* The problem *
Count the lines in the entries below that contain the string "woman", treating uppercase and lowercase as different, and reply with only the number.

* Extracted entries *

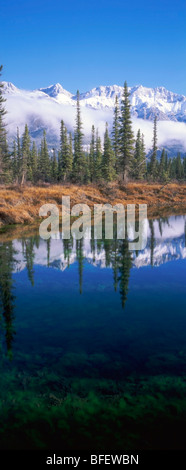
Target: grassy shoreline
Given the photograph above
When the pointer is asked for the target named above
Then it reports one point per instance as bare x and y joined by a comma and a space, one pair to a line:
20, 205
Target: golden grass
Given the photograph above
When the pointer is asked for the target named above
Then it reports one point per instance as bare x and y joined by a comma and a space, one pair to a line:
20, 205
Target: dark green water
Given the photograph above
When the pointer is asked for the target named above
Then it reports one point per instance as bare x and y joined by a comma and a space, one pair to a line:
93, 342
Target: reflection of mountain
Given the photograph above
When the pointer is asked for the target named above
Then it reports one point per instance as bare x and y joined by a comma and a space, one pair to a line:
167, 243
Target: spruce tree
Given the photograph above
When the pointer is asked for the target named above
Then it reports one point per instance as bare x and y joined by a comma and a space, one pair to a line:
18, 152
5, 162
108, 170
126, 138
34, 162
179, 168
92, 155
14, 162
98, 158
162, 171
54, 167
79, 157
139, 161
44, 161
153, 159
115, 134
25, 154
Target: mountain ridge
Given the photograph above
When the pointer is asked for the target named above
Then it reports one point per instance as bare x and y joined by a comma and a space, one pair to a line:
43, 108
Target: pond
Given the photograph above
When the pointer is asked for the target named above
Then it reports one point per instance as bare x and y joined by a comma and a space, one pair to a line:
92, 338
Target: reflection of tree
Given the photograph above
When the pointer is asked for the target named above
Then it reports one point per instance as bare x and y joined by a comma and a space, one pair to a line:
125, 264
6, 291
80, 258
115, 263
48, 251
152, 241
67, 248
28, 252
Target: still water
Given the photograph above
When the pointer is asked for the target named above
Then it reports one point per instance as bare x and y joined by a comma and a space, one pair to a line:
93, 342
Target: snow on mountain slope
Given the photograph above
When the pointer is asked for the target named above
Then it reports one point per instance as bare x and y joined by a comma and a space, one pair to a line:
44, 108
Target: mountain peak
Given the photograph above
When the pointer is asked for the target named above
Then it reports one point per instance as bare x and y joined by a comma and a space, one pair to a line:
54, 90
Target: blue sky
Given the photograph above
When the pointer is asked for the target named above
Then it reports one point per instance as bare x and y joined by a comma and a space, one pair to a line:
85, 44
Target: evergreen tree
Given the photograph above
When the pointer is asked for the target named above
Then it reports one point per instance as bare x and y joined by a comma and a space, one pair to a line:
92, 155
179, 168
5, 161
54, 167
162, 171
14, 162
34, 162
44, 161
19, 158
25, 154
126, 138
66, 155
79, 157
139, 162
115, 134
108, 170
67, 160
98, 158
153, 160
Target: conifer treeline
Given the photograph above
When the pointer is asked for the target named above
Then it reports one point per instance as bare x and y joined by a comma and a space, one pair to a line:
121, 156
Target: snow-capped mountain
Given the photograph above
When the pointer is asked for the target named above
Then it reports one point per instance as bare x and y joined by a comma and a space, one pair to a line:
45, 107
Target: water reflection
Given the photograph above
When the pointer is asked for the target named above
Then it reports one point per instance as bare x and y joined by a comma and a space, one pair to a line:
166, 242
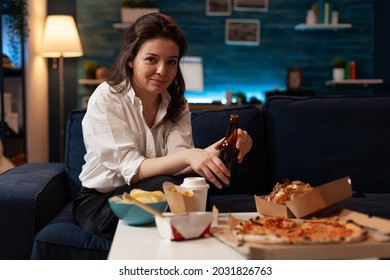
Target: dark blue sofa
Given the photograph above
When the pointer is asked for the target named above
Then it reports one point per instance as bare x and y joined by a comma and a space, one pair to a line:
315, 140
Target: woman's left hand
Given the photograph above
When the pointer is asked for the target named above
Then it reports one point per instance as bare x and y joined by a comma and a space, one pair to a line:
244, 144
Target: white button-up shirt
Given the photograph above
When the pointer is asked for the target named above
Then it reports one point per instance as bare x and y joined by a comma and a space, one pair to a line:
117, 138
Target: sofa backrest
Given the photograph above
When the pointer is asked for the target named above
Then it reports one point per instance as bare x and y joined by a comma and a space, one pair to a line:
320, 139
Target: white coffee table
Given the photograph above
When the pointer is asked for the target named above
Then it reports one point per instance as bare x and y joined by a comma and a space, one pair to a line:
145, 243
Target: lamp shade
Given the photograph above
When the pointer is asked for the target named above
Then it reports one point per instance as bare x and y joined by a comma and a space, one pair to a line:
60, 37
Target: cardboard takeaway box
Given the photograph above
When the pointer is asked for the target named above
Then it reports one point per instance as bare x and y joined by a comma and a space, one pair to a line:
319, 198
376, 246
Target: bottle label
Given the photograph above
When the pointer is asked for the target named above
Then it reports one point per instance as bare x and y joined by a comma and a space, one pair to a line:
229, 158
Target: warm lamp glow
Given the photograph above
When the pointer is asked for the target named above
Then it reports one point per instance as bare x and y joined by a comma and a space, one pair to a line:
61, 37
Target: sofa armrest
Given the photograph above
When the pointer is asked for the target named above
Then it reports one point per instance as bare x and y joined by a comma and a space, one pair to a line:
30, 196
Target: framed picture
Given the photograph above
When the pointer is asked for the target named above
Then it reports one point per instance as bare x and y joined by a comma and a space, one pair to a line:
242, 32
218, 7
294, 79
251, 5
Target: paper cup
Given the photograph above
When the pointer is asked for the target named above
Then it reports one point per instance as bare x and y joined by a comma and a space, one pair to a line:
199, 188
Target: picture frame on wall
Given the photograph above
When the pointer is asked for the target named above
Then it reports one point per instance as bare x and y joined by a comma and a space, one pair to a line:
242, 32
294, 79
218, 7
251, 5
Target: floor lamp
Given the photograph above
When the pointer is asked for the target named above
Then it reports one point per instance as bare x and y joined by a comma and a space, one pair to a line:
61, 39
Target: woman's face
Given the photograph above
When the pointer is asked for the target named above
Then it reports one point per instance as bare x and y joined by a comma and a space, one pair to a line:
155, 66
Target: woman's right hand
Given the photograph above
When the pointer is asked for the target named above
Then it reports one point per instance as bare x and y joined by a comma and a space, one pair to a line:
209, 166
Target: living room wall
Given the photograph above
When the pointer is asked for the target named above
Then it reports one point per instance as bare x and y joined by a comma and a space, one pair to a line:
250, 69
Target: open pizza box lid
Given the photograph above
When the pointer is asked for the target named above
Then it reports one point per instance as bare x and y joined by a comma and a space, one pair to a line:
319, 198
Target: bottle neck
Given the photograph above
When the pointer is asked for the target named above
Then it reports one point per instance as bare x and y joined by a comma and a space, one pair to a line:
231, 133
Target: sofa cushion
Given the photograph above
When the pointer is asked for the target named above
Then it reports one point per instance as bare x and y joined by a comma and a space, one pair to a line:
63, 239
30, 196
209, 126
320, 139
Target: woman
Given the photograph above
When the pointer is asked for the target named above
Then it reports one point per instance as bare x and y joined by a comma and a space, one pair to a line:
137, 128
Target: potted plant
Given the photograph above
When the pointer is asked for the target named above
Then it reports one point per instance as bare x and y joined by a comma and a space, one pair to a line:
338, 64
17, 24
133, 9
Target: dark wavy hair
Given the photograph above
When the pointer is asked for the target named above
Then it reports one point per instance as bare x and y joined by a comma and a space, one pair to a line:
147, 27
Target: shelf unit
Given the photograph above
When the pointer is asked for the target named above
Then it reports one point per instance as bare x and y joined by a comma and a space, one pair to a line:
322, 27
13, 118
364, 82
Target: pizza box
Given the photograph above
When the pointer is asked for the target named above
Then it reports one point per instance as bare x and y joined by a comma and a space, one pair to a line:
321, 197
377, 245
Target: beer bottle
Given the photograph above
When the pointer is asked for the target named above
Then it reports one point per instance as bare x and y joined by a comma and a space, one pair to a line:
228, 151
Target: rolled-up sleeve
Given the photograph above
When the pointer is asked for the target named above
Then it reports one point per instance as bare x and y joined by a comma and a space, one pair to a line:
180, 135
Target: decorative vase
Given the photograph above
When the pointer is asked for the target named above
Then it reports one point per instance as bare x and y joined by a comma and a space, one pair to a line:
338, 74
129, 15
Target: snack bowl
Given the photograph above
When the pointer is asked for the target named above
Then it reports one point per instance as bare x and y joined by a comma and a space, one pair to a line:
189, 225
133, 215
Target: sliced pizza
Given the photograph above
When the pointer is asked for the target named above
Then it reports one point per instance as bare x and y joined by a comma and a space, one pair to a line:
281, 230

---

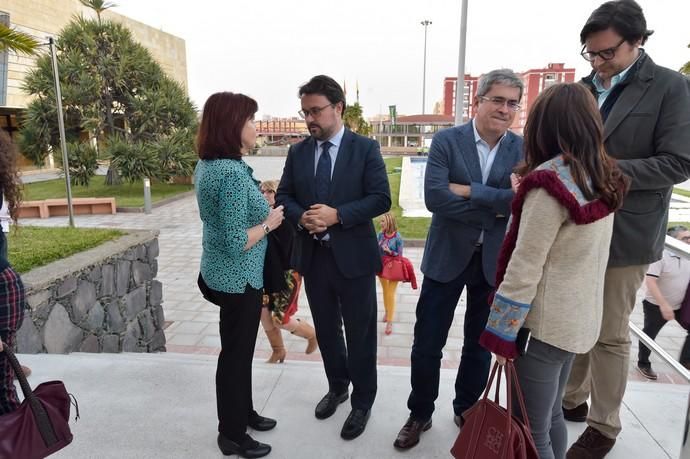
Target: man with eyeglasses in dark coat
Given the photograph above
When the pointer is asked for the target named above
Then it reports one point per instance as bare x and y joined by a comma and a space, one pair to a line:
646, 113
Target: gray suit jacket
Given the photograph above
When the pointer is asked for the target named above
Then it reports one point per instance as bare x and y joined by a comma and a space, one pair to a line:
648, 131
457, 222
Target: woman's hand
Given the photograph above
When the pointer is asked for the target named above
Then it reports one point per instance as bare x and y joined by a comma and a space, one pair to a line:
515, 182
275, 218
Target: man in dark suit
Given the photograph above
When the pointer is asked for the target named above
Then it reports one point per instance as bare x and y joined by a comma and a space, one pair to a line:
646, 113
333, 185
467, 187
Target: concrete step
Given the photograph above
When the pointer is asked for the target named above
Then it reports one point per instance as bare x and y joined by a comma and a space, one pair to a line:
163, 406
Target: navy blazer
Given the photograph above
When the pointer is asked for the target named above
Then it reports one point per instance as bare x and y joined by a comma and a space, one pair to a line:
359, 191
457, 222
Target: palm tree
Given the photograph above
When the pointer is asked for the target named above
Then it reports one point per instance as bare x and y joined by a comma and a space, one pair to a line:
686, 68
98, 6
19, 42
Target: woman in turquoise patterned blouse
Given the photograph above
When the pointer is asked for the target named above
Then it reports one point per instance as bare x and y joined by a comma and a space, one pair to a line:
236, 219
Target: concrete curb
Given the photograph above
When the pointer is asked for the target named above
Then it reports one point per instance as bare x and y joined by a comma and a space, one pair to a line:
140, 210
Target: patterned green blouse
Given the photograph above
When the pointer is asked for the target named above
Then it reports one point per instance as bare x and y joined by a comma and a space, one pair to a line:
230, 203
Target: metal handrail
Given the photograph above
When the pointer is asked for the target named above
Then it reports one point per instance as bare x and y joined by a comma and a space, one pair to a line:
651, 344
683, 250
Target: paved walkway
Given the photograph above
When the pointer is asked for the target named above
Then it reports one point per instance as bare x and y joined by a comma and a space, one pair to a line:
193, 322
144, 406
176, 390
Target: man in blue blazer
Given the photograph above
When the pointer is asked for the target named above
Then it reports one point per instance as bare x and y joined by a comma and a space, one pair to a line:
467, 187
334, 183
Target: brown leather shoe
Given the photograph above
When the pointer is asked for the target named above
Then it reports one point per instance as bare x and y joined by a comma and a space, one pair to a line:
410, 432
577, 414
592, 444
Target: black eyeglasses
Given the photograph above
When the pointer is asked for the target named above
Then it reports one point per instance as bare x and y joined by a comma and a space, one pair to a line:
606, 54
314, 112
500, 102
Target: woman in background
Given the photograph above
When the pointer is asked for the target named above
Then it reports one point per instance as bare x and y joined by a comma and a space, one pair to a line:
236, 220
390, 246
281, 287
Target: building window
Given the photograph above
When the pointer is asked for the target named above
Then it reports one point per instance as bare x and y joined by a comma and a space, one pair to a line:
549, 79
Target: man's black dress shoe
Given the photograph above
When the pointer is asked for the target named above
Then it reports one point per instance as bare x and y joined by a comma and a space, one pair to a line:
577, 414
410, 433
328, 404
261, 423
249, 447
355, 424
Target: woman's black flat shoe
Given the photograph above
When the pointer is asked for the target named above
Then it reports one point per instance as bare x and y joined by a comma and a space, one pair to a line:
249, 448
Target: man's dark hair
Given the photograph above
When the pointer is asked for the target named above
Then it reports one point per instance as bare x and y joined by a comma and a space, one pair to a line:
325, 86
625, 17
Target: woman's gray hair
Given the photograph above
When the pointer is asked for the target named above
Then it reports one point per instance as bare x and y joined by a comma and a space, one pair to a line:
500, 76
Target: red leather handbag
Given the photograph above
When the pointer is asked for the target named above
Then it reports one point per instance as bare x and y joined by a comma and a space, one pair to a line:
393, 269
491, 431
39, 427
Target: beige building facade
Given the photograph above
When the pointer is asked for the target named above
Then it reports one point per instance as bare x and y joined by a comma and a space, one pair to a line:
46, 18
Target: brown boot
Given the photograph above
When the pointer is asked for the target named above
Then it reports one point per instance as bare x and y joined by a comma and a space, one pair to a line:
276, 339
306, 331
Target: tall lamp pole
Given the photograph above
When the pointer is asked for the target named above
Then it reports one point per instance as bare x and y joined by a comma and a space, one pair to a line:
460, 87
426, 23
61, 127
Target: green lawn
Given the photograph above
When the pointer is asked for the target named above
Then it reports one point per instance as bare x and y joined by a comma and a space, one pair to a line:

...

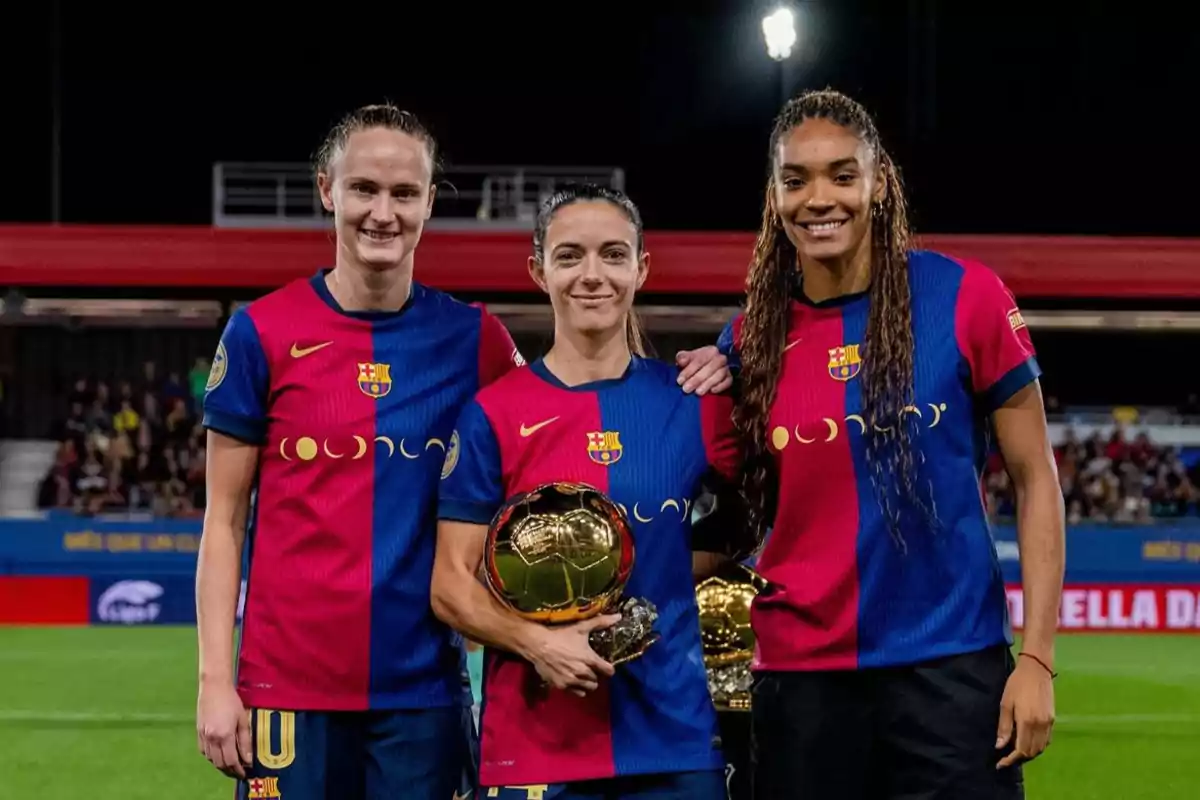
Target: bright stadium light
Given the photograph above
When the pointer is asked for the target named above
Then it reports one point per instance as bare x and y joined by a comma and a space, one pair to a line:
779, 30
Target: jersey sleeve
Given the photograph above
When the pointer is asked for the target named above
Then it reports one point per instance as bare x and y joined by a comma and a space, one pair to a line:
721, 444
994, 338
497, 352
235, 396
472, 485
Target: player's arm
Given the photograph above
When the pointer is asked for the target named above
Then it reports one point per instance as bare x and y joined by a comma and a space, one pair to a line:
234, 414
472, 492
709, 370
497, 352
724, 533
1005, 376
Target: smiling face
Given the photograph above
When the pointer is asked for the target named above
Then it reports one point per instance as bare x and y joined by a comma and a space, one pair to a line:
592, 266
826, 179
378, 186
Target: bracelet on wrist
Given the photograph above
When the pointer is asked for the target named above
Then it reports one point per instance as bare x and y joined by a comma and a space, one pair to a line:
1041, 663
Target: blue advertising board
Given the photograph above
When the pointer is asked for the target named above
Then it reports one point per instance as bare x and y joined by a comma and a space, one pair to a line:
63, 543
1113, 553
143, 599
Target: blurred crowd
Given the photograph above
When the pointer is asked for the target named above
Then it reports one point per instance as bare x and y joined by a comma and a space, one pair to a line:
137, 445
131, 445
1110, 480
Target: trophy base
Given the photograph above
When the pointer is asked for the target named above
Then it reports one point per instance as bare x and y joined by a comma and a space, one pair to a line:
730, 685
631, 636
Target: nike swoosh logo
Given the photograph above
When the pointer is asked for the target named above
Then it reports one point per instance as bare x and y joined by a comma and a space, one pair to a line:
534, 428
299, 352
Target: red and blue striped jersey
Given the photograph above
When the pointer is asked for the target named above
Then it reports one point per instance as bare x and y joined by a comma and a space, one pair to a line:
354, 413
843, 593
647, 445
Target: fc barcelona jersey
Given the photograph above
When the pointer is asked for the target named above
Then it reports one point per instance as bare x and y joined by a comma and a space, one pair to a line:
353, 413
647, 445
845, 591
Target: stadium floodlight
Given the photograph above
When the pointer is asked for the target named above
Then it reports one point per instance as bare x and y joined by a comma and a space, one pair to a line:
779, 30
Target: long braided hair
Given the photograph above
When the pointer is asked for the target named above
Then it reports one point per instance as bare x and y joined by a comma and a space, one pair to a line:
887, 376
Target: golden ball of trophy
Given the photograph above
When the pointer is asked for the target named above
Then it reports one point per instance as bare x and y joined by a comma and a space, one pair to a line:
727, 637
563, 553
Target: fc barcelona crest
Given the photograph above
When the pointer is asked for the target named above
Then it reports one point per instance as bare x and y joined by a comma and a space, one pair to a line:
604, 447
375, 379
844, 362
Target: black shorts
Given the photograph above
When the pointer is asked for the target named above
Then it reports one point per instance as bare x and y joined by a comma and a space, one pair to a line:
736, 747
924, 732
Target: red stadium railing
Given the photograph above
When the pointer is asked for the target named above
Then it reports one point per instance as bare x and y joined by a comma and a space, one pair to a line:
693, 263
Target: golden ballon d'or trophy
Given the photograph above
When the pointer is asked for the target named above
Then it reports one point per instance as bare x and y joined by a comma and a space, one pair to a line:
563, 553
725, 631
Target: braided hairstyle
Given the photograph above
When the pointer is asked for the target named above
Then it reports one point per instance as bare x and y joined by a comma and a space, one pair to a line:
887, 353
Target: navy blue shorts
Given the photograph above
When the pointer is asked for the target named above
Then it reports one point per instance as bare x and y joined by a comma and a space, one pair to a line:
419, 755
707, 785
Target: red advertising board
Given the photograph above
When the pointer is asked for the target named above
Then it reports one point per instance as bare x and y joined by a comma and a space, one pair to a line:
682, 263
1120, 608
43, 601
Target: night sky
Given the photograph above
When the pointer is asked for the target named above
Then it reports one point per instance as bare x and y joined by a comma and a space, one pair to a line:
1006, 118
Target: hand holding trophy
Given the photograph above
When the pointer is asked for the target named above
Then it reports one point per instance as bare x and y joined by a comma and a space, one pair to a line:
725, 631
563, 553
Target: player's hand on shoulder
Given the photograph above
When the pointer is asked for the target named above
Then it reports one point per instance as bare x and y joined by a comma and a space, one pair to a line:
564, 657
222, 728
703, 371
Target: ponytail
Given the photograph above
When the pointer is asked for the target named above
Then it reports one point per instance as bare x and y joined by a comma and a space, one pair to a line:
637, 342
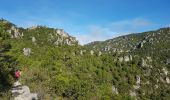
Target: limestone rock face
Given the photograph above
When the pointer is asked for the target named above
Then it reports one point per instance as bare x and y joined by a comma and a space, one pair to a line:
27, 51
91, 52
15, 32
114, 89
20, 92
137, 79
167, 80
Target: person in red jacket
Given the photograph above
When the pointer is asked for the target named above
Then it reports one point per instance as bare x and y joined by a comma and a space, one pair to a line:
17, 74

* Written solution *
9